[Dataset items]

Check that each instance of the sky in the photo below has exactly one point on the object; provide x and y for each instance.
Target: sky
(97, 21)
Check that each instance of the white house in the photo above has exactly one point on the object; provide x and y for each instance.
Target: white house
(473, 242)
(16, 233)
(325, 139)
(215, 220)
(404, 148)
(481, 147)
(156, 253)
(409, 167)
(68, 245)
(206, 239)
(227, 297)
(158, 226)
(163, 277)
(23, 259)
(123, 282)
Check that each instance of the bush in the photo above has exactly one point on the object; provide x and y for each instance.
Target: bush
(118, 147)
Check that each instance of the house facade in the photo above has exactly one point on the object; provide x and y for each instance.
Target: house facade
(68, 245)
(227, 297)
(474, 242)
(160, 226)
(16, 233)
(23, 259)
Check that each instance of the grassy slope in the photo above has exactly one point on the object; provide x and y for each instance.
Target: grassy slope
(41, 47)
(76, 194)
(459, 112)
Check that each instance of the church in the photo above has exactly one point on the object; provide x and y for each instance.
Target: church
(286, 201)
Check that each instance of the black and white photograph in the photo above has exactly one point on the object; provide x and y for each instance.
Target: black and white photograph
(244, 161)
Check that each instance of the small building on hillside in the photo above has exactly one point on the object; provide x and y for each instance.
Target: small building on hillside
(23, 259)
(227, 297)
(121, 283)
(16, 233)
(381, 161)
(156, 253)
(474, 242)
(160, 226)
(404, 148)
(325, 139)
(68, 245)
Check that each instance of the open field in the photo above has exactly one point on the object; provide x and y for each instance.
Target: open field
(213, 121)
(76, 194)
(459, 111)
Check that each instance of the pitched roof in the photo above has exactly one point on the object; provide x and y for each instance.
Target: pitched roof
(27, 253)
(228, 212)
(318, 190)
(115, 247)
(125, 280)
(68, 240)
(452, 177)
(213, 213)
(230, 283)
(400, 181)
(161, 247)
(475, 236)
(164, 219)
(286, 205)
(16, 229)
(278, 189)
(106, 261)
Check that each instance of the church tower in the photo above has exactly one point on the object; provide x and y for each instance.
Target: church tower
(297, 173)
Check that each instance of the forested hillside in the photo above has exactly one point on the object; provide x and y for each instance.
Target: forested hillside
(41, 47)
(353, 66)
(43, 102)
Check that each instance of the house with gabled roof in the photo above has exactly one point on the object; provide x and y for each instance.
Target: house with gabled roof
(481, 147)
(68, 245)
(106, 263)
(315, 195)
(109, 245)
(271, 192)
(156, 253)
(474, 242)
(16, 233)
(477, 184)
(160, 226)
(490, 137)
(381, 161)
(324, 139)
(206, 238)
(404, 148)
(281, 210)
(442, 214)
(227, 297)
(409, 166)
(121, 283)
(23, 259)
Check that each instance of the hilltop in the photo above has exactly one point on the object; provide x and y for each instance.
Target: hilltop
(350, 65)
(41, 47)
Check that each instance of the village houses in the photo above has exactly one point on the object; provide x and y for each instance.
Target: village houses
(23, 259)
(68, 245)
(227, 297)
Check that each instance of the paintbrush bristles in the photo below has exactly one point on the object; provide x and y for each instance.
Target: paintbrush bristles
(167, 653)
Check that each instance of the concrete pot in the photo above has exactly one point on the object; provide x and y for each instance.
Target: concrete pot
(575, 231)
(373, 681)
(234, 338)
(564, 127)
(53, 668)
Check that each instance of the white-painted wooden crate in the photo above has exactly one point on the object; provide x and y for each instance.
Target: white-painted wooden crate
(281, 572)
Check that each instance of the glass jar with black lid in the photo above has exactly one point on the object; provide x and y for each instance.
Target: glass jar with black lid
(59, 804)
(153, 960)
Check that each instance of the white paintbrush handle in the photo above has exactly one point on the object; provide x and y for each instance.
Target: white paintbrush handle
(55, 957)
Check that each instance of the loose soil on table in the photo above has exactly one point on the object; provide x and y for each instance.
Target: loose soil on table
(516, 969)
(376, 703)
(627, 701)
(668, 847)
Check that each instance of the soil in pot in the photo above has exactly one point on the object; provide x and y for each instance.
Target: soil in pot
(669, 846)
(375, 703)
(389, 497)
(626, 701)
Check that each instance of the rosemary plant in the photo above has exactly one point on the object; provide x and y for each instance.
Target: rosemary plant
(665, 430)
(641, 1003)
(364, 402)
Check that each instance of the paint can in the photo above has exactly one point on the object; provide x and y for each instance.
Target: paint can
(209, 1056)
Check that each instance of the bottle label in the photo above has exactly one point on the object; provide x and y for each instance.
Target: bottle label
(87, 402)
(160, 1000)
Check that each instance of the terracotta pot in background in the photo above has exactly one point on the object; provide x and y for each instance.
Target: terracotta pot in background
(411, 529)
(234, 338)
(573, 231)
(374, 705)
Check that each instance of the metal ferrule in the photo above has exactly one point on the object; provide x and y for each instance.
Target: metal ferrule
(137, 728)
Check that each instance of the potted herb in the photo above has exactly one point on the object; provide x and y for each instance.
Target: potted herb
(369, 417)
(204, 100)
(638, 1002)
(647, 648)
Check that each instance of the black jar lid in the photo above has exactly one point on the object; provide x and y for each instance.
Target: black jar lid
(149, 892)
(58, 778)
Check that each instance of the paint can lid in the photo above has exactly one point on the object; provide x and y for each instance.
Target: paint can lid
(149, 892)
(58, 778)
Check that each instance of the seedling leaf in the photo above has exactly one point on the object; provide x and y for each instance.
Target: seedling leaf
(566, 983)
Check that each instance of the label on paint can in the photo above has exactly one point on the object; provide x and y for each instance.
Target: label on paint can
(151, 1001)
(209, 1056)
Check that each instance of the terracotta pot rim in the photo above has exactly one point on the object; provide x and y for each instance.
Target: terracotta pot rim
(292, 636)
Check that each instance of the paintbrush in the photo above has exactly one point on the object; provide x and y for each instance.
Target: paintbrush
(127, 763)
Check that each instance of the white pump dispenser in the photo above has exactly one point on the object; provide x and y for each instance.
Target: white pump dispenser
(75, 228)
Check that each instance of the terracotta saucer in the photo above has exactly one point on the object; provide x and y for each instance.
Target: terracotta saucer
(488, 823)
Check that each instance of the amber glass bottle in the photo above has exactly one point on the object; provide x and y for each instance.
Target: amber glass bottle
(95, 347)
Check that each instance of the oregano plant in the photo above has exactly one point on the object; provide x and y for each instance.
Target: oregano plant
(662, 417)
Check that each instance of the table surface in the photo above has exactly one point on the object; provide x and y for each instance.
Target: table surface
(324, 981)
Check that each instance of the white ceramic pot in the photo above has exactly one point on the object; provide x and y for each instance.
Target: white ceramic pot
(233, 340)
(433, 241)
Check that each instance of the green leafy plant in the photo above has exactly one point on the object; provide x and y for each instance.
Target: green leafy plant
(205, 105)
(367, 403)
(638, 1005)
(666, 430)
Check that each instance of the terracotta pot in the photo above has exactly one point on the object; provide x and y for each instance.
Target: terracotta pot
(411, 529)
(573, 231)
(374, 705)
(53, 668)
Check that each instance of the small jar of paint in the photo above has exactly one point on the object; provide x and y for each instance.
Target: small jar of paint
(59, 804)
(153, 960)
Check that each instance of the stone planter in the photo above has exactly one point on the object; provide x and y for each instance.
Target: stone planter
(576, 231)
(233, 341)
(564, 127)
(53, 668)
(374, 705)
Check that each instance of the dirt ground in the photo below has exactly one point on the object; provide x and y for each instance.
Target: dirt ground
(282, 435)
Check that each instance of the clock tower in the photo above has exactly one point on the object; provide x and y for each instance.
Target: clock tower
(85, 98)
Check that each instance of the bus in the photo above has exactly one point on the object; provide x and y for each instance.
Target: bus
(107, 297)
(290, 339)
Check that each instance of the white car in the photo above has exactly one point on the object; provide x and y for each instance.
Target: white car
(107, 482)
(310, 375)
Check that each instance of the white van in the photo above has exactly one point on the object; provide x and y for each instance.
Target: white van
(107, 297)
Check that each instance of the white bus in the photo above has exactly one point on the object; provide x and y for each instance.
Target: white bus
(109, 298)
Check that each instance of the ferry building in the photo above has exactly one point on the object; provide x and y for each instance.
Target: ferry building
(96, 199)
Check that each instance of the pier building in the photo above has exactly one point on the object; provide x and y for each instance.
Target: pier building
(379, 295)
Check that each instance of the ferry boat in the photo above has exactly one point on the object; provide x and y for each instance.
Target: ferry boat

**What is expected**
Check the records above and copy each line that has the string "boat".

**Result**
Check that each instance of the ferry boat in the photo above has exactly one point on the object; provide x and y for each instance.
Target: ferry boat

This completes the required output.